§ **Text block**:
***
I still feed my dogs TOTW. They do really well on it, I haven't had any issues with it at all. Their coats are always smooth and shiny. Once a week I even give them each a can of TOTW can food as a treat. They love it. Where I'm at it's about $50 for a 30lb bag, so not to bad.I usually go through about 2 bags a month. Orijen is the best but it's over $80 for their largest bag.


----------



## Odin`s_BlueDragon (Mar 11, 2012)

MJB13 said:


> I still feed my dogs TOTW. They do really well on it, I haven't had any issues with it at all. Their coats are always smooth and shiny. Once a week I even give them each a can of TOTW can food as a treat. They love it. Where I'm at it's about $50 for a 30lb bag, so not to bad.I usually go through about 2 bags a month. Orijen is the best but it's over $80 for their largest bag.


check out Dog and Cat Food, Treats, and Supplies | Free Shipping at Chewy.com i think they have TotW cheaper than that. also Acana is made bby Champion who makes Orijen too, and its like $60 on there too.

on a side note, feed prices must be cheap near me compared to everyone else. i paid $37 for TotW and am paying $55 for Acana


----------



## MJB13 (Nov 15, 2012)

Odin's_BlueDragon said:


> check out Dog and Cat Food, Treats, and Supplies | Free Shipping at Chewy.com i think they have TotW cheaper than that. also Acana is made bby Champion who makes Orijen too, and its like $60 on there too.
> 
> on a side note, feed prices must be cheap near me compared to everyone else. i paid $37 for TotW and am paying $55 for Acana


The Acana dog food on there is always out of stock or thats what my dogs would be eating. Do you know of any retail stores that sell Acana? I can't find it where I live.
***
§ **Records shown**:
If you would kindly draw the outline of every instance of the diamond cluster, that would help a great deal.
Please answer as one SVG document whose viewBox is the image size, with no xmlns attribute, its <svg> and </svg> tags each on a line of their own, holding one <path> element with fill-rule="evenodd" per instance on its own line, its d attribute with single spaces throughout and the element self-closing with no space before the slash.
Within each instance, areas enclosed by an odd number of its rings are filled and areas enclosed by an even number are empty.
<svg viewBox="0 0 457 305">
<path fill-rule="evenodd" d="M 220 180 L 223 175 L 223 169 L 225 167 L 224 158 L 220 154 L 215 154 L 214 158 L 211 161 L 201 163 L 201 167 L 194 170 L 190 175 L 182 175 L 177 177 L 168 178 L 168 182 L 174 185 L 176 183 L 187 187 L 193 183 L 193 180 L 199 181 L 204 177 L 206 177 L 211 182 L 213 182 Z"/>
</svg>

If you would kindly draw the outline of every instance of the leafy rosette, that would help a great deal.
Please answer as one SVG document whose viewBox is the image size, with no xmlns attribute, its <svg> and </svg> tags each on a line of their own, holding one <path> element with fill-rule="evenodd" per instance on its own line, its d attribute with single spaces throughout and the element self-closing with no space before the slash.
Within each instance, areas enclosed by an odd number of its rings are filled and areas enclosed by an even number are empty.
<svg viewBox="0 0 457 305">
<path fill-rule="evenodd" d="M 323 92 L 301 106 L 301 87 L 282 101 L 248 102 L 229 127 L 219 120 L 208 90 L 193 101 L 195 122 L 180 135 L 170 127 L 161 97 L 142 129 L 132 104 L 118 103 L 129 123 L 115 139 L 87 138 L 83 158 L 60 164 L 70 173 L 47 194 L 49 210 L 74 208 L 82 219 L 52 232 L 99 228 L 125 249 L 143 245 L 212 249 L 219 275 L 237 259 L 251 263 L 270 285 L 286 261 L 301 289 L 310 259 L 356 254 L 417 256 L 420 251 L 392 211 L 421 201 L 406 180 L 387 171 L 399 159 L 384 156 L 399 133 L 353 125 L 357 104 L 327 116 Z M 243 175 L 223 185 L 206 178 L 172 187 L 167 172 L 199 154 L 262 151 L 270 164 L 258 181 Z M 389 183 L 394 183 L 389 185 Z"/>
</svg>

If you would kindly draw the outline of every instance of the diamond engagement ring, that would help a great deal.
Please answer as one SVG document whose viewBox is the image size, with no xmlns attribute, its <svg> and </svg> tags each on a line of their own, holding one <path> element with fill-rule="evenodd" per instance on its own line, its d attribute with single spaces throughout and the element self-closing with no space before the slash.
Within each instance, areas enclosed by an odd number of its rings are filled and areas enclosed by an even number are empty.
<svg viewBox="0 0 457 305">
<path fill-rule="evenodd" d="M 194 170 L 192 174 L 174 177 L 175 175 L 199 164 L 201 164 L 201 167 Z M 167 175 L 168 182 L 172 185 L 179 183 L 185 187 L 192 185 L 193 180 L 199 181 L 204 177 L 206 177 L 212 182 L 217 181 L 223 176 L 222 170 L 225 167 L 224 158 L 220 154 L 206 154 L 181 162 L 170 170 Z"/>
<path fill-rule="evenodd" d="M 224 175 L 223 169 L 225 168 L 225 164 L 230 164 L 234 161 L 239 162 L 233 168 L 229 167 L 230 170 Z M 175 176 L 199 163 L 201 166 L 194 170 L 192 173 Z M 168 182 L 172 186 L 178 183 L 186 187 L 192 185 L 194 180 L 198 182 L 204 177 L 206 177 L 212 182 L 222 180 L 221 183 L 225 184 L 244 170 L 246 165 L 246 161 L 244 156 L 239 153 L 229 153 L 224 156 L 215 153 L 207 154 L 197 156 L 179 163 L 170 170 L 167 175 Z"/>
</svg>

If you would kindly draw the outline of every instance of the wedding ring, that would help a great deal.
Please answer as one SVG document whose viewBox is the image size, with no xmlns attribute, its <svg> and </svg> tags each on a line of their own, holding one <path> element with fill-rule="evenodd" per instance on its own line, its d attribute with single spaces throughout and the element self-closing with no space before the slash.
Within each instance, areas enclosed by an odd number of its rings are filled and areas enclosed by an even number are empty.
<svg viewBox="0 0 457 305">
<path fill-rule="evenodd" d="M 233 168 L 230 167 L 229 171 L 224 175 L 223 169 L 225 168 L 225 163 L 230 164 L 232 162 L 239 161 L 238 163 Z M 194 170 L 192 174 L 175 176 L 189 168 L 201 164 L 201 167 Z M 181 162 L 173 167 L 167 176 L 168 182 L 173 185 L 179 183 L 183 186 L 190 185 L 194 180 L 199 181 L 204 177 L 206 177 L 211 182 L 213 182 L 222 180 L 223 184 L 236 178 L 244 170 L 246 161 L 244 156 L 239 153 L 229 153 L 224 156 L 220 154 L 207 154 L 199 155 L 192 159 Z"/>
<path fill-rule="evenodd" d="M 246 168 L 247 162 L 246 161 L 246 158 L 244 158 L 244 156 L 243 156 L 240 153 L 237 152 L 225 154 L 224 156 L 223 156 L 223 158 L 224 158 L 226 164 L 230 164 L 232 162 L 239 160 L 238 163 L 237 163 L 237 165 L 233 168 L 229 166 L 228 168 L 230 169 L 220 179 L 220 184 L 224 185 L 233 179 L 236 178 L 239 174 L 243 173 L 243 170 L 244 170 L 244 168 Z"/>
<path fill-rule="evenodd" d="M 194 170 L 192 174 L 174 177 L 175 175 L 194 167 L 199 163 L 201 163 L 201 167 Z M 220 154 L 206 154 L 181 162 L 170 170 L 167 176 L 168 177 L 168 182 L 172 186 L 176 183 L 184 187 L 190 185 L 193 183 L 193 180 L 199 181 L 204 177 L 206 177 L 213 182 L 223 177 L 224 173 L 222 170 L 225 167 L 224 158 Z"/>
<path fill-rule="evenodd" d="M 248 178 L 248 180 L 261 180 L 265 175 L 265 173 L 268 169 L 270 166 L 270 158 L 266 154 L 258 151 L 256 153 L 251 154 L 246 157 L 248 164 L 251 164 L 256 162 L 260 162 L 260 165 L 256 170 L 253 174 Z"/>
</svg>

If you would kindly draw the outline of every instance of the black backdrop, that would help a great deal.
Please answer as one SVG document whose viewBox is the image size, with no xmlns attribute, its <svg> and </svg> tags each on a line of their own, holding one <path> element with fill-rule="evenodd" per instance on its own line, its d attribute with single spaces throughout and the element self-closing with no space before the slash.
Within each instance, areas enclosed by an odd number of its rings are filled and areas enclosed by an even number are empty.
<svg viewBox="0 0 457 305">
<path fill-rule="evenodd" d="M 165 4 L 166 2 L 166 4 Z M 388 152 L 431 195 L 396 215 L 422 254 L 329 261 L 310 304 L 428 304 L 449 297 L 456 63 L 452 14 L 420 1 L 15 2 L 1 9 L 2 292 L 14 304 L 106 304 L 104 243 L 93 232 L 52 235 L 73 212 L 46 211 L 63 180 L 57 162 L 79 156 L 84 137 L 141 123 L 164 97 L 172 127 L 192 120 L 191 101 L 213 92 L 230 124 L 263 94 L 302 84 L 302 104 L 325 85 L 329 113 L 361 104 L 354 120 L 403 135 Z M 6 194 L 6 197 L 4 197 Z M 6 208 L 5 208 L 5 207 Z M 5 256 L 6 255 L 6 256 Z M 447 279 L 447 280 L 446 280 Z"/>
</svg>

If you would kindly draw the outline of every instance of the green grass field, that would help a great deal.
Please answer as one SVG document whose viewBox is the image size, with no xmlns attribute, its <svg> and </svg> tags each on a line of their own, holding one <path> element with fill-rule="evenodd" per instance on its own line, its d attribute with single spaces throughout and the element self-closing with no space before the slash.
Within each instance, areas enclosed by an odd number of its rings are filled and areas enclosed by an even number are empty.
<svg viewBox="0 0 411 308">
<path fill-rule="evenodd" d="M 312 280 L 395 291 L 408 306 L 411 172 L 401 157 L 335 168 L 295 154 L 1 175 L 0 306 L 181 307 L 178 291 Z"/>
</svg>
***
§ **Task set**:
**1)** According to the dog food thread, which company makes Acana?
**2)** Please list every dollar price given in the dog food thread, counting repeated quotes only once, and say what each price is for.

§ **Expected results**:
**1)** Champion, which also makes Orijen.

**2)**
- About $50: a 30lb bag of TOTW where MJB13 lives
- Over $80: the largest bag of Orijen
- About $60: Acana on Chewy.com
- $37: TotW, paid by Odin's_BlueDragon
- $55: Acana, paid by Odin's_BlueDragon